■ **What this task involves**: How many lines in the items below contain the string "hull"? Letter case matters, and your reply should be only the number.

Extracted records:
/---

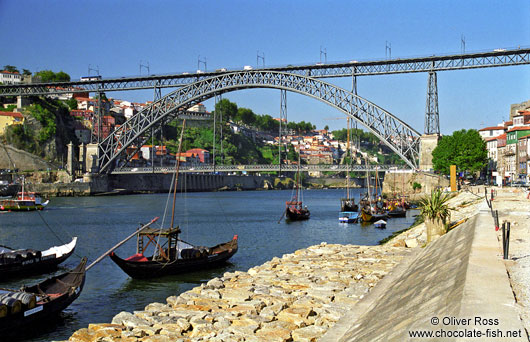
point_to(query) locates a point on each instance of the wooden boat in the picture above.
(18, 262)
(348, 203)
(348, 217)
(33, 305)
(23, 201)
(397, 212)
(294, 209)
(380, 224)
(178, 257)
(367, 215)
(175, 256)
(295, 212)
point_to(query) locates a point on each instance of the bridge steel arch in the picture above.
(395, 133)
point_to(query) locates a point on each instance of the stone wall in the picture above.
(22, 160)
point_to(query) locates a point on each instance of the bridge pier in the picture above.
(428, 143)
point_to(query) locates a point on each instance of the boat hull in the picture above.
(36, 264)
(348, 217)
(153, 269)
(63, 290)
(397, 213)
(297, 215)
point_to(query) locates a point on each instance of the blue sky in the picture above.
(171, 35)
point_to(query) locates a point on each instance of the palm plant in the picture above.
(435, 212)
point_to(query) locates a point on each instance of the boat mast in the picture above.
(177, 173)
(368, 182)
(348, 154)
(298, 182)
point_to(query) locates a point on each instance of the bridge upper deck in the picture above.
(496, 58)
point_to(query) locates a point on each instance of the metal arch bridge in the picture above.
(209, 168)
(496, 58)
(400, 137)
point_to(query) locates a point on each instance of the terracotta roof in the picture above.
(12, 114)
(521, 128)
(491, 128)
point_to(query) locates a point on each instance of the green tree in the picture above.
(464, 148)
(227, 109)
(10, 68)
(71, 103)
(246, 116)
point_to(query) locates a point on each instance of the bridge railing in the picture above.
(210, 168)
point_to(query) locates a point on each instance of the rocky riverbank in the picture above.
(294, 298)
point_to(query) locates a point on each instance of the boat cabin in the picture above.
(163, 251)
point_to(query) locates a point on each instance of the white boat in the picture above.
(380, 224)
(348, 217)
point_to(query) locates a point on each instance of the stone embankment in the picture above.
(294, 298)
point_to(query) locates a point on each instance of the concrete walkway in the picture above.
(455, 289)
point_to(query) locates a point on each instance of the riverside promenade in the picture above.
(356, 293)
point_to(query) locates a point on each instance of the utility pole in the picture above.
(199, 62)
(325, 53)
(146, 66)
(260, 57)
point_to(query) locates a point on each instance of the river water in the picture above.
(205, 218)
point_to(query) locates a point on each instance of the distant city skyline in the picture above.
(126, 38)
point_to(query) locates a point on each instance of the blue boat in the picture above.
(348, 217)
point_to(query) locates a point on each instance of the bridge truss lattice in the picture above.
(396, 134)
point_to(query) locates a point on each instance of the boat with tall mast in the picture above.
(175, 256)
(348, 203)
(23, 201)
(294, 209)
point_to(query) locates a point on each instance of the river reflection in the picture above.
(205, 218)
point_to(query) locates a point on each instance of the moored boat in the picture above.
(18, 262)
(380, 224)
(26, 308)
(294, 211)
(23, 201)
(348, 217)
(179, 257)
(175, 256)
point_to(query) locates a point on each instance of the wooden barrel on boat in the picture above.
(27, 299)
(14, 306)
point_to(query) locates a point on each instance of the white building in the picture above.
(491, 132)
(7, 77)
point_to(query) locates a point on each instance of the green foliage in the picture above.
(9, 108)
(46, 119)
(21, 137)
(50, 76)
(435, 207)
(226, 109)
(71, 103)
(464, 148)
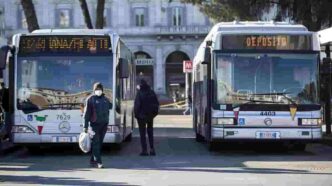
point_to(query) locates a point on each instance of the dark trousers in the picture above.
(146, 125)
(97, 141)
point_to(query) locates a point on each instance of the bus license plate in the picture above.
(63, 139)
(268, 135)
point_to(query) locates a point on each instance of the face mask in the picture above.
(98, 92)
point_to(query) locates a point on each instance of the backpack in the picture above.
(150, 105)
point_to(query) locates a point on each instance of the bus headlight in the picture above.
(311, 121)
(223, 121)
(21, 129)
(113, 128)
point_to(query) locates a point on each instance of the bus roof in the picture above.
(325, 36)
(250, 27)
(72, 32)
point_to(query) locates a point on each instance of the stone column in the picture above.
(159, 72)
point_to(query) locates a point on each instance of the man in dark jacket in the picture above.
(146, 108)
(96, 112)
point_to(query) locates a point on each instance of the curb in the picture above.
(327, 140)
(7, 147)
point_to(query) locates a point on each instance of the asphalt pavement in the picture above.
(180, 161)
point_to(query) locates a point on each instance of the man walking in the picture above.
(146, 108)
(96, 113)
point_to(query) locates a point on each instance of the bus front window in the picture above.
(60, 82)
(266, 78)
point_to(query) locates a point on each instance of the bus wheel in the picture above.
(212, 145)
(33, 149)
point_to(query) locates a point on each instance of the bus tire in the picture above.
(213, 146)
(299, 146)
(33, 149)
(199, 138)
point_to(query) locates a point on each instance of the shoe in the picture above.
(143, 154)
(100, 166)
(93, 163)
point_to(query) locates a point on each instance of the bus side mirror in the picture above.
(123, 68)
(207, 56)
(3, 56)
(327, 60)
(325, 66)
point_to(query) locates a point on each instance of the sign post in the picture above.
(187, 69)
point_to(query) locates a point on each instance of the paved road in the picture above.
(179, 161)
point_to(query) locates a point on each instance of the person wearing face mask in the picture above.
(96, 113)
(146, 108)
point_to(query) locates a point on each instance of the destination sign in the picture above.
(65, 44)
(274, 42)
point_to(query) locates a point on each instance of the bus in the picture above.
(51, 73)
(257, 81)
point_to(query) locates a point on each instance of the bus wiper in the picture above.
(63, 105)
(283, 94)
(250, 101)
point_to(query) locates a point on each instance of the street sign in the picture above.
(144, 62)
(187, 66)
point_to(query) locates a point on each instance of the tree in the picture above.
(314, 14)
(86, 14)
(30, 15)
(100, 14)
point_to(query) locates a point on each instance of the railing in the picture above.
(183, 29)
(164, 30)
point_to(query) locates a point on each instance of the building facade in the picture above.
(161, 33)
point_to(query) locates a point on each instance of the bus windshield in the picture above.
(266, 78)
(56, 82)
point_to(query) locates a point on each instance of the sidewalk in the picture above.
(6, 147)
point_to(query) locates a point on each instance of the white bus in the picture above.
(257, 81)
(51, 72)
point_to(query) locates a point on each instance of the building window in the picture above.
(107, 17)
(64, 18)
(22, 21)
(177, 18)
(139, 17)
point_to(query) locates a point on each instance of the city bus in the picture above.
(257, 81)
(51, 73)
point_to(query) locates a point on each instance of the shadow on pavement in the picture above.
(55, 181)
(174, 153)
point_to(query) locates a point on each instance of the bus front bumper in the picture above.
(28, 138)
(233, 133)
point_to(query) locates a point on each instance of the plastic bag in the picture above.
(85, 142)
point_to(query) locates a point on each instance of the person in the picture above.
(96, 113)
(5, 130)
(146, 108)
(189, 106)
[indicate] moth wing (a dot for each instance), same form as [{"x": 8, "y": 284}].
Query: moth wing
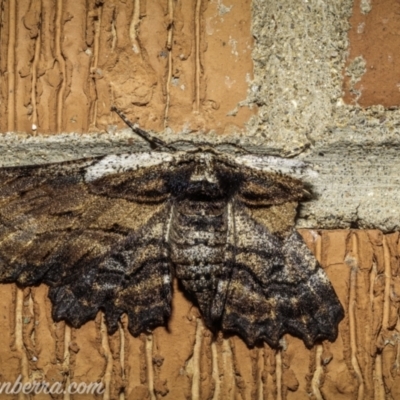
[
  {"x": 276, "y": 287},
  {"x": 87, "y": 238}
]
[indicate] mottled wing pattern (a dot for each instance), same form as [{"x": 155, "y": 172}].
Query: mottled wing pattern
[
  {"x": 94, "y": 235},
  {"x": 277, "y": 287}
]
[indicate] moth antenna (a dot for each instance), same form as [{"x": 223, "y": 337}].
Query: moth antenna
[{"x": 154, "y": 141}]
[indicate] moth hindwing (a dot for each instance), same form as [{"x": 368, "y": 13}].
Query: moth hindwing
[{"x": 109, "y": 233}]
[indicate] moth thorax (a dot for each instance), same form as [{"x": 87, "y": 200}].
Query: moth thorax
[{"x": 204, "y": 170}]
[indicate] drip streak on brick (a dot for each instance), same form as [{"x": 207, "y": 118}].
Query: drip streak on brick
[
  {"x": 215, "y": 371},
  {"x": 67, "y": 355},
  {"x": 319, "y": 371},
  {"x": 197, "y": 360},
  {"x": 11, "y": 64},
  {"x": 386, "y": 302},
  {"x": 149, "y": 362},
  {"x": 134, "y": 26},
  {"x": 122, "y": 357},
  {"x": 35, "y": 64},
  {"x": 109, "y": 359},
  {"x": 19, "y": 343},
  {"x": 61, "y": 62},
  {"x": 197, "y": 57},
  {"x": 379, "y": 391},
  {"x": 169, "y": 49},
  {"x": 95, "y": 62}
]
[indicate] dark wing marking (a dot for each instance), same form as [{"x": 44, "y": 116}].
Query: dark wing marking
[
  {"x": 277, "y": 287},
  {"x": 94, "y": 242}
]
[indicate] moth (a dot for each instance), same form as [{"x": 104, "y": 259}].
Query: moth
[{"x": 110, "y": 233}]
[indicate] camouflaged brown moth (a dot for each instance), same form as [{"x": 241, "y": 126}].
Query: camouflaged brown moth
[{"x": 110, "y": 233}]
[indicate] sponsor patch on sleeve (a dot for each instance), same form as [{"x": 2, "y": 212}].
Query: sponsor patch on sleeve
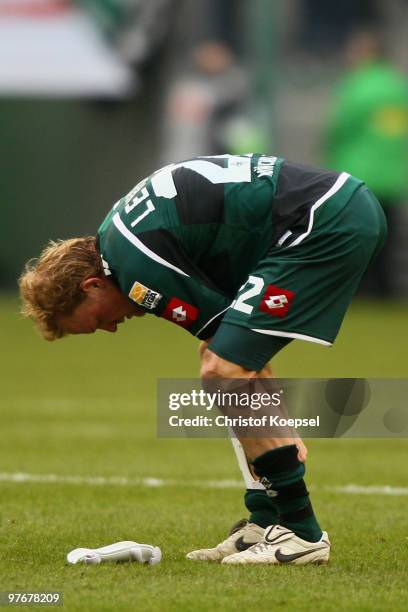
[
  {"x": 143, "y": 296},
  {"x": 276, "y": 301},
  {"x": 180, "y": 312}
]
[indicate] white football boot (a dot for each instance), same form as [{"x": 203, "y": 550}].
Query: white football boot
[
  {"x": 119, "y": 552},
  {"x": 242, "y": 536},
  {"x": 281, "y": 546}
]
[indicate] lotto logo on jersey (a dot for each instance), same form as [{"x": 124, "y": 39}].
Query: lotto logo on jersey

\---
/---

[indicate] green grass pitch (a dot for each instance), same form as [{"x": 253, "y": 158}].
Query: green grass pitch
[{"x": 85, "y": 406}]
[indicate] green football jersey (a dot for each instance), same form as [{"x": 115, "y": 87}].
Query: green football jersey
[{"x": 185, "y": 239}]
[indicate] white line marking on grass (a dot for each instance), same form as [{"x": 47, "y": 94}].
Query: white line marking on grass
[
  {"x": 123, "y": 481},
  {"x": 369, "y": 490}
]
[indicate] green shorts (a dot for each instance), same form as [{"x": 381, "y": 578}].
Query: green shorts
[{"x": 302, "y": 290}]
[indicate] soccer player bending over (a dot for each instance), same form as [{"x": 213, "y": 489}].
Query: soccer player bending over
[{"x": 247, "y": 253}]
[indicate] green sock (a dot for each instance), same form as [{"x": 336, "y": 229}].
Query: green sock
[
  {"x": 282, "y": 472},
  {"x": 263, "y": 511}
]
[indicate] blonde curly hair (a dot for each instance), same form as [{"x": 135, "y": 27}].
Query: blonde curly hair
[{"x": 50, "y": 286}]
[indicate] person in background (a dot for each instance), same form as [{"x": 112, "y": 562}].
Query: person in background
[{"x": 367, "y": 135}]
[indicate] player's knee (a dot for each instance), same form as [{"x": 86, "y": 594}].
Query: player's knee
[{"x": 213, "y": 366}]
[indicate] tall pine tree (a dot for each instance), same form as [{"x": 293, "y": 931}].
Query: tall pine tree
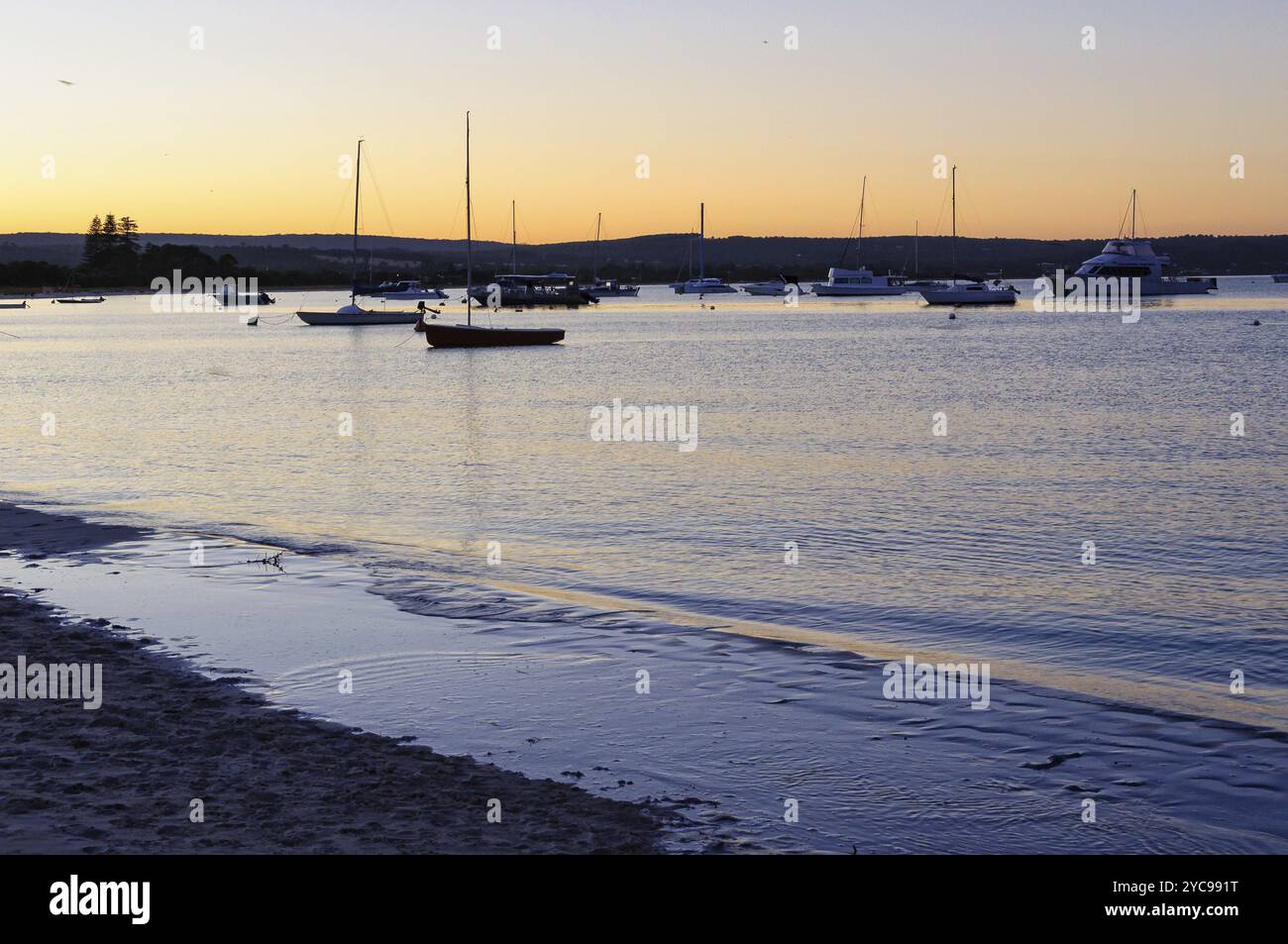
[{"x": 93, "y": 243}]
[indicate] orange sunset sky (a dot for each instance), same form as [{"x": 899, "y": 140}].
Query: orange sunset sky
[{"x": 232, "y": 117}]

\---
/---

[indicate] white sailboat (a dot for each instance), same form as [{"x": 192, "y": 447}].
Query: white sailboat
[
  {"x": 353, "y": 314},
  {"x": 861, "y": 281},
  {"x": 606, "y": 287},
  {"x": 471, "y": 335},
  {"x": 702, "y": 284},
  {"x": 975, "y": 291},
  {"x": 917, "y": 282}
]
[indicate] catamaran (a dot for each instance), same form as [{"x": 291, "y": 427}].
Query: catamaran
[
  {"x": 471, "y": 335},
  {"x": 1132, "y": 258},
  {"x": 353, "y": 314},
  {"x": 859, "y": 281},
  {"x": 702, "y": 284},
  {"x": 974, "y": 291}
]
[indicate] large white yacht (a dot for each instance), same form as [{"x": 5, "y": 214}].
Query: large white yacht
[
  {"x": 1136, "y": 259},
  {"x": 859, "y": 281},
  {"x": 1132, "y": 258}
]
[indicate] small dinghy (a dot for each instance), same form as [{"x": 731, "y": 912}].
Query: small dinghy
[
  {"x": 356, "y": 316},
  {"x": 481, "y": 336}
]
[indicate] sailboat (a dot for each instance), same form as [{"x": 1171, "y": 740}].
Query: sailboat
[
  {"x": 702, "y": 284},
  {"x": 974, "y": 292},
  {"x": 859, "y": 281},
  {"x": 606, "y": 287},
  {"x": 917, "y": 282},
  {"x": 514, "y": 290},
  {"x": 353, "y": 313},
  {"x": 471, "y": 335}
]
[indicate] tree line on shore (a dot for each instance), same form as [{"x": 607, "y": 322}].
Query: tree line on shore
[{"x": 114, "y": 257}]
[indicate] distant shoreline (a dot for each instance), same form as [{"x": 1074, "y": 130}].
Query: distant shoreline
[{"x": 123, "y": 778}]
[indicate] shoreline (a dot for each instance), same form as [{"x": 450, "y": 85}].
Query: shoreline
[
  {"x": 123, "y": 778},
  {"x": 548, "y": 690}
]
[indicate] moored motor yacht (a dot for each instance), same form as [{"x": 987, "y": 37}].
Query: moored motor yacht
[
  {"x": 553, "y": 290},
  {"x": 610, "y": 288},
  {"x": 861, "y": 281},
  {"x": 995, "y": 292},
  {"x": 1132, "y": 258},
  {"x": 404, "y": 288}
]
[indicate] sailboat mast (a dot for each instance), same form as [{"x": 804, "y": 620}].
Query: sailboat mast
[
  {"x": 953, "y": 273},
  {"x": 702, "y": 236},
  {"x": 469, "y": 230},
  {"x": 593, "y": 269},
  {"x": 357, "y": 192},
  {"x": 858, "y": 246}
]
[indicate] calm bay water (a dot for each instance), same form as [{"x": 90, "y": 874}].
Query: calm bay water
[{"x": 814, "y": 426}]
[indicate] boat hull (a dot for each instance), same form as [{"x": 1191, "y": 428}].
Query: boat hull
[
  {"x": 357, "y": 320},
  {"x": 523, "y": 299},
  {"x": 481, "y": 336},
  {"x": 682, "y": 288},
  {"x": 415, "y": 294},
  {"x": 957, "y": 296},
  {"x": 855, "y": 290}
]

\---

■ **Task result**: 3